→ **PAGINA**:

----------------------------------------

In senso derivato l'idea di santità si applica anche a cose e persone che sono poste in una relazione speciale con Dio. La terra di Canaan, la città di Gerusalemme, il monte del tempio, il tabernacolo e il tempio, i sabati e le feste solenni di Israele, sono tutti chiamati santi, poiché sono consacrati a Dio e sono posti nello splendore della sua maestosa santità. Allo stesso modo, i profeti, i Leviti e i sacerdoti sono chiamati santi come persone che furono messe da parte per il servizio speciale del Signore. Israele aveva i suoi luoghi sacri, le sue stagioni sacre, i suoi riti sacri e le sue persone sacre. Questa però non è ancora l'idea etica della santità. Uno potrebbe essere una persona sacra, eppure essere del tutto privo della grazia di Dio nel suo cuore. Nella vecchia dispensazione, così come nella nuova, la santità etica risulta dall'influsso rinnovatore e santificante dello Spirito Santo. Va ricordato, però, che anche laddove la concezione della santità è profondamente spiritualizzata, essa è sempre espressiva di una relazione. L'idea di santità non è mai quella della bontà morale, considerata in sé, ma sempre quella della bontà etica vista in relazione a Dio.

2. NEL NUOVO TESTAMENTO

Nel passaggio dall'Antico Testamento al Nuovo ci accorgiamo di una notevole differenza. Mentre nell'Antico Testamento non c'è un solo attributo di Dio che risalti con la stessa importanza della Sua santità, nel Nuovo Testamento la santità è raramente attribuita a Dio. Tranne che in poche citazioni dell'Antico Testamento, è fatto solo negli scritti di Giovanni, Giovanni 17:11; 1 Giovanni 2:20; Apocalisse 6:10. Con ogni probabilità la spiegazione di ciò risiede nel fatto che nel Nuovo Testamento la santità emerge come la caratteristica speciale dello Spirito di Dio, mediante il quale i credenti sono santificati, sono qualificati per il servizio e sono condotti al loro destino eterno, II Tessalonicesi. 2:13; Tito 3:5.

La parola hagios è usato in connessione con lo Spirito di Dio quasi un centinaio di volte. Il concetto di santità e santificazione, tuttavia, non è diverso nel Nuovo Testamento da come lo è nell'Antico. Nel primo come nel secondo la santità è attribuita in senso derivato all'uomo. Nell'uno come nell'altro la santità etica non è mera rettitudine morale, e la santificazione non è mai mero miglioramento morale. Questi due sono spesso confusi ai giorni nostri, quando si parla di salvezza per carattere. Un uomo può vantarsi di un grande miglioramento morale, eppure essere completamente estraneo alla santificazione.

----------------------------------------

→ **DATI FORNITI**:
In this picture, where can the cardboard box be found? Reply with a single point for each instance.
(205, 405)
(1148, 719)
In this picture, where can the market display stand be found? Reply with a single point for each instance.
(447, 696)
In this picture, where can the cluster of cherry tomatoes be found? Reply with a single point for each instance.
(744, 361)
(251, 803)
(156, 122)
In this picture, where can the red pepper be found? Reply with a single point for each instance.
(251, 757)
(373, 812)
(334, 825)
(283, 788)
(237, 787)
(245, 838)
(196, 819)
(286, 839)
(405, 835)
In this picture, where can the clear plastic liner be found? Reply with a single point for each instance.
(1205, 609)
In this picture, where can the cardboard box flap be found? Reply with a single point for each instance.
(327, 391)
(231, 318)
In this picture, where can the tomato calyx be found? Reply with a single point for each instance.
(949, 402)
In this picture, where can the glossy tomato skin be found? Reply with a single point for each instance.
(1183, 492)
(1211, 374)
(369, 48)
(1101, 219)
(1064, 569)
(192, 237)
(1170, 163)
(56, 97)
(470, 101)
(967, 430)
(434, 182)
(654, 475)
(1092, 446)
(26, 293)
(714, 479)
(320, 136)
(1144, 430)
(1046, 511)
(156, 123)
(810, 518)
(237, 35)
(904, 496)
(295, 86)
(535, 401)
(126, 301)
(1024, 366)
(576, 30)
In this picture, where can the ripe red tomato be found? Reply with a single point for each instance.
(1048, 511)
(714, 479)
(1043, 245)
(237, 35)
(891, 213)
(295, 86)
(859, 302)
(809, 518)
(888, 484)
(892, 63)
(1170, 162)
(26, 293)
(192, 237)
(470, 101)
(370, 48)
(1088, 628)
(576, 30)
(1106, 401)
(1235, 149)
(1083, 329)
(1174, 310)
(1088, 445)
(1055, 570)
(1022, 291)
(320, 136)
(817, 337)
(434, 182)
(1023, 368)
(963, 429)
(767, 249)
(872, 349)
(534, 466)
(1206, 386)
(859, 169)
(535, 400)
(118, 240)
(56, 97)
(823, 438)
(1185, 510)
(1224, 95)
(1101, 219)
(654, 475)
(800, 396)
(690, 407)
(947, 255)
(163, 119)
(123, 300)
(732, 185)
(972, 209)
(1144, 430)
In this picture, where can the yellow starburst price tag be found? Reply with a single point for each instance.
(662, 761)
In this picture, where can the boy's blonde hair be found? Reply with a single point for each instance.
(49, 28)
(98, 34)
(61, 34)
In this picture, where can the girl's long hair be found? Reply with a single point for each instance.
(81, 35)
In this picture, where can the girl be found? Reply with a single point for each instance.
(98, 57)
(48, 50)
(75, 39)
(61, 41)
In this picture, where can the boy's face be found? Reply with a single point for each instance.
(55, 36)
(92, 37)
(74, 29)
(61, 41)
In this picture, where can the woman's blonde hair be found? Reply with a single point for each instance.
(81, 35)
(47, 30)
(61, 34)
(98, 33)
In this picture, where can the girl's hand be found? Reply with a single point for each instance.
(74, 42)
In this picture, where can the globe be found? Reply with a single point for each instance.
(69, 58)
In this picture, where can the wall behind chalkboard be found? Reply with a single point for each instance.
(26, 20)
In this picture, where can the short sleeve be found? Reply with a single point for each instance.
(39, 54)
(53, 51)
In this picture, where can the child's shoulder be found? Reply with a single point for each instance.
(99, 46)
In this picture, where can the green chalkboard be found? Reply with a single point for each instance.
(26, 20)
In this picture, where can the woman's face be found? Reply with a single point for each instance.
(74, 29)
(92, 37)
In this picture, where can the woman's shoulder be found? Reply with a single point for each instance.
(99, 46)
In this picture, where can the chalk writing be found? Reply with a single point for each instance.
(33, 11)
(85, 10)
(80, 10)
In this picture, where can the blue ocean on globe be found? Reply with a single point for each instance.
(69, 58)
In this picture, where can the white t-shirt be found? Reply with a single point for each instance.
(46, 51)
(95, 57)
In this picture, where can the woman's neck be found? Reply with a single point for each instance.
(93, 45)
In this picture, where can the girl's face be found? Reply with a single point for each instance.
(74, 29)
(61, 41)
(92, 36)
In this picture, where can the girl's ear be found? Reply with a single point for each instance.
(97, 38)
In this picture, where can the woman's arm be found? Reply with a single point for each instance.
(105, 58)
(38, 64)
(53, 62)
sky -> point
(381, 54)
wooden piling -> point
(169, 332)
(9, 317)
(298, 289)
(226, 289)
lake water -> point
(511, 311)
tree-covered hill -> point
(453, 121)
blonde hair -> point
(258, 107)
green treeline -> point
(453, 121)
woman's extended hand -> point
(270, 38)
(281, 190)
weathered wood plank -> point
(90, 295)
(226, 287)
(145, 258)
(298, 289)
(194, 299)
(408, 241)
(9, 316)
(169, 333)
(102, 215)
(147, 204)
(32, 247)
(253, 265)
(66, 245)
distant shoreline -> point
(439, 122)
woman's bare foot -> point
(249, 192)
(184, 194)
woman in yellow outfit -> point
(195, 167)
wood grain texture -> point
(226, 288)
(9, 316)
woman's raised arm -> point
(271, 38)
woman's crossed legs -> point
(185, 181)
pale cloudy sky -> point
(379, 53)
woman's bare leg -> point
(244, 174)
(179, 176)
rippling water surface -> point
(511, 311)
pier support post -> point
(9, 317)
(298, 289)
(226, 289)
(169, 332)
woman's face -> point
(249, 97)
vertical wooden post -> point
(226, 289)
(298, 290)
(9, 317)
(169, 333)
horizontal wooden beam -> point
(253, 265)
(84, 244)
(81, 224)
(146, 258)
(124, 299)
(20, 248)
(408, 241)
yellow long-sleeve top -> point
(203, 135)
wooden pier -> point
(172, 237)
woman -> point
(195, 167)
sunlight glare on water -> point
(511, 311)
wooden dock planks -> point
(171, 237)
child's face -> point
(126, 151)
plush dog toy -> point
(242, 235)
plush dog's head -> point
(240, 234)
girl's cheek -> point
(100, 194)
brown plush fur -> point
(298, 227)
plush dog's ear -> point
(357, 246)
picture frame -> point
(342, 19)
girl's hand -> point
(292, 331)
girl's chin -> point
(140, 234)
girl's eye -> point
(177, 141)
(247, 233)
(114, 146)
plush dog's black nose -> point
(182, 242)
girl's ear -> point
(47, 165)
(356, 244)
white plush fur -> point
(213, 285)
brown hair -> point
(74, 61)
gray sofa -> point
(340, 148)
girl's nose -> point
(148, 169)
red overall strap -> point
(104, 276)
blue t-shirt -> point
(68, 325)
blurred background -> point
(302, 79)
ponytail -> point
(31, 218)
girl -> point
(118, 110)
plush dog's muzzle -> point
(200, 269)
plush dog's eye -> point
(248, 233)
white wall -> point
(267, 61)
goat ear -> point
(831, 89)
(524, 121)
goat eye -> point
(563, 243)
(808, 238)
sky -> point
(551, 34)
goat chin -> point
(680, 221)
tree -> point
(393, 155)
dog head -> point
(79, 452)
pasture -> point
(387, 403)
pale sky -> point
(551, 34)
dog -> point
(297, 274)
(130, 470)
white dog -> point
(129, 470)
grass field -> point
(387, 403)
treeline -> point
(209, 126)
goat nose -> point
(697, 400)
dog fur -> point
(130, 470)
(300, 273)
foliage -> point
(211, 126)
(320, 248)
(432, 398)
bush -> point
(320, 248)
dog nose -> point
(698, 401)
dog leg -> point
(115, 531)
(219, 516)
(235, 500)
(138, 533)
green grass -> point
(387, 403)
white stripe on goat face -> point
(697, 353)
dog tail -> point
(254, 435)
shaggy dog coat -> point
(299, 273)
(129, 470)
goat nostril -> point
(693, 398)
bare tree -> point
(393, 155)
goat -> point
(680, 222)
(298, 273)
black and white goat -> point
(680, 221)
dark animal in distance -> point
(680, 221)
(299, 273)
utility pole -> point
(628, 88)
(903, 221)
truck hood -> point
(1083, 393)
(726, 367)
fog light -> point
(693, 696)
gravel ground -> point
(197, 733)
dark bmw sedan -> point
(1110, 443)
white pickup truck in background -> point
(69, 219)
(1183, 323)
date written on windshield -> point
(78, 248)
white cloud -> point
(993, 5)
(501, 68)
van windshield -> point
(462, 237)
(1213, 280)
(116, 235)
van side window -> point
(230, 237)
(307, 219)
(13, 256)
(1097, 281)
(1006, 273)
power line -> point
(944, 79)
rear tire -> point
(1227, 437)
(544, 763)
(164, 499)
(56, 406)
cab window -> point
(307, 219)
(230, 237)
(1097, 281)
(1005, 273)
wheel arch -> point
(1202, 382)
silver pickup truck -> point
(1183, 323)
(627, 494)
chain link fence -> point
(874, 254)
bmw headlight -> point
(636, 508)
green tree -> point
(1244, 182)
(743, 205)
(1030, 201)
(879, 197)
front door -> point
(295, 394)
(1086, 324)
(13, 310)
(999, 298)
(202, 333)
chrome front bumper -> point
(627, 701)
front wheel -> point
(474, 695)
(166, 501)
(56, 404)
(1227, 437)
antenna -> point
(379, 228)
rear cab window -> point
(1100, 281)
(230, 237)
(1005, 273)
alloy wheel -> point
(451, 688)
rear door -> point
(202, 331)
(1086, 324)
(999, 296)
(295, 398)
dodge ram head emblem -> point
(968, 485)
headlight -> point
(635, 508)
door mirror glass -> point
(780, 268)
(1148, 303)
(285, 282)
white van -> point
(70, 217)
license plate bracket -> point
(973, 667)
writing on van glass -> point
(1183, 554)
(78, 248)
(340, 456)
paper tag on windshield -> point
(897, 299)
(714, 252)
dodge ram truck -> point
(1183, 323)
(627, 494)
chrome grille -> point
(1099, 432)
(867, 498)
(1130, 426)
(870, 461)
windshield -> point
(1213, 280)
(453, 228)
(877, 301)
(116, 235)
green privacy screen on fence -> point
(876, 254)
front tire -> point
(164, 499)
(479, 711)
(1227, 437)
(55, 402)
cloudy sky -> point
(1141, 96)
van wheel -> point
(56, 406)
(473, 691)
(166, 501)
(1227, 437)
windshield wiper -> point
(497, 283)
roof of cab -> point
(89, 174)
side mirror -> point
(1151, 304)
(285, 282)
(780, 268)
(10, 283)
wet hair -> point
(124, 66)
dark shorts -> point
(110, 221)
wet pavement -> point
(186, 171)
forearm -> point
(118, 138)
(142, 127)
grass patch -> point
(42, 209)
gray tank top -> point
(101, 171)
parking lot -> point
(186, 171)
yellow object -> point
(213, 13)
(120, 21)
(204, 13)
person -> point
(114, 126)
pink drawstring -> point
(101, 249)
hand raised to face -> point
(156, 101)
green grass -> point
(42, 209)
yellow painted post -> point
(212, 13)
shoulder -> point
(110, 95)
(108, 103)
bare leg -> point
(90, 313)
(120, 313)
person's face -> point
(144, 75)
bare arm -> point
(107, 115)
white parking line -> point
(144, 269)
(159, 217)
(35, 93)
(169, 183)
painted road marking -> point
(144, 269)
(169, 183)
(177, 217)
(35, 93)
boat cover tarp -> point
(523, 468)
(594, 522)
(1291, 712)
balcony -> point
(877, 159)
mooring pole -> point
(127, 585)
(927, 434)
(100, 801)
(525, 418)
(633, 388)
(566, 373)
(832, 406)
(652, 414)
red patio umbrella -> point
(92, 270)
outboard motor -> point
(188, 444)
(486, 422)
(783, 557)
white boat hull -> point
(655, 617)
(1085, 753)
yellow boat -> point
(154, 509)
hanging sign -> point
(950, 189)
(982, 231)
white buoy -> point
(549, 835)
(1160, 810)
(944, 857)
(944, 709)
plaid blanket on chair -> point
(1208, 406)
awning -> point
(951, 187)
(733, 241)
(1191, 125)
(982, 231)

----------------------------------------

→ **LE CONSEGNE**:
a – Trascrivi fedelmente il brano sulla santità da "Nel passaggio dall'Antico" a "2:13; Tito 3:5.".
b – Riassumi in due frasi il brano sulla santità.
c – Riprendi il brano sulla santità e prosegui dopo l'ultima frase riportata.

→ **RISULTATI ATTESI**:
a –
Nel passaggio dall'Antico Testamento al Nuovo ci accorgiamo di una notevole differenza. Mentre nell'Antico Testamento non c'è un solo attributo di Dio che risalti con la stessa importanza della Sua santità, nel Nuovo Testamento la santità è raramente attribuita a Dio. Tranne che in poche citazioni dell'Antico Testamento, è fatto solo negli scritti di Giovanni, Giovanni 17:11; 1 Giovanni 2:20; Apocalisse 6:10. Con ogni probabilità la spiegazione di ciò risiede nel fatto che nel Nuovo Testamento la santità emerge come la caratteristica speciale dello Spirito di Dio, mediante il quale i credenti sono santificati, sono qualificati per il servizio e sono condotti al loro destino eterno, II Tessalonicesi. 2:13; Tito 3:5.

b – Nell'Antico Testamento la santità si applica in senso derivato a luoghi, stagioni, riti e persone consacrati a Dio, ma questa non è ancora l'idea etica della santità, che risulta dall'influsso dello Spirito Santo ed è sempre espressiva di una relazione con Dio. Nel Nuovo Testamento la santità è raramente attribuita a Dio ed emerge come caratteristica speciale del Suo Spirito, ma il concetto di santità e santificazione non cambia, e la santificazione non è mai mero miglioramento morale.

c –
La Bibbia non sollecita il miglioramento morale puro e semplice, ma il miglioramento morale in relazione a Dio, per amore di Dio e in vista del servizio di Dio. Insiste sulla santificazione. A questo punto gran parte della predicazione etica dei giorni nostri è del tutto fuorviante; e il correttivo sta nella presentazione della vera dottrina della santificazione.

La santificazione può essere definita come quell'operazione benevola e continua dello Spirito Santo, mediante la quale Egli libera il peccatore giustificato dalla contaminazione del peccato, rinnova tutta la sua natura ad immagine di Dio e lo rende capace di compiere opere buone.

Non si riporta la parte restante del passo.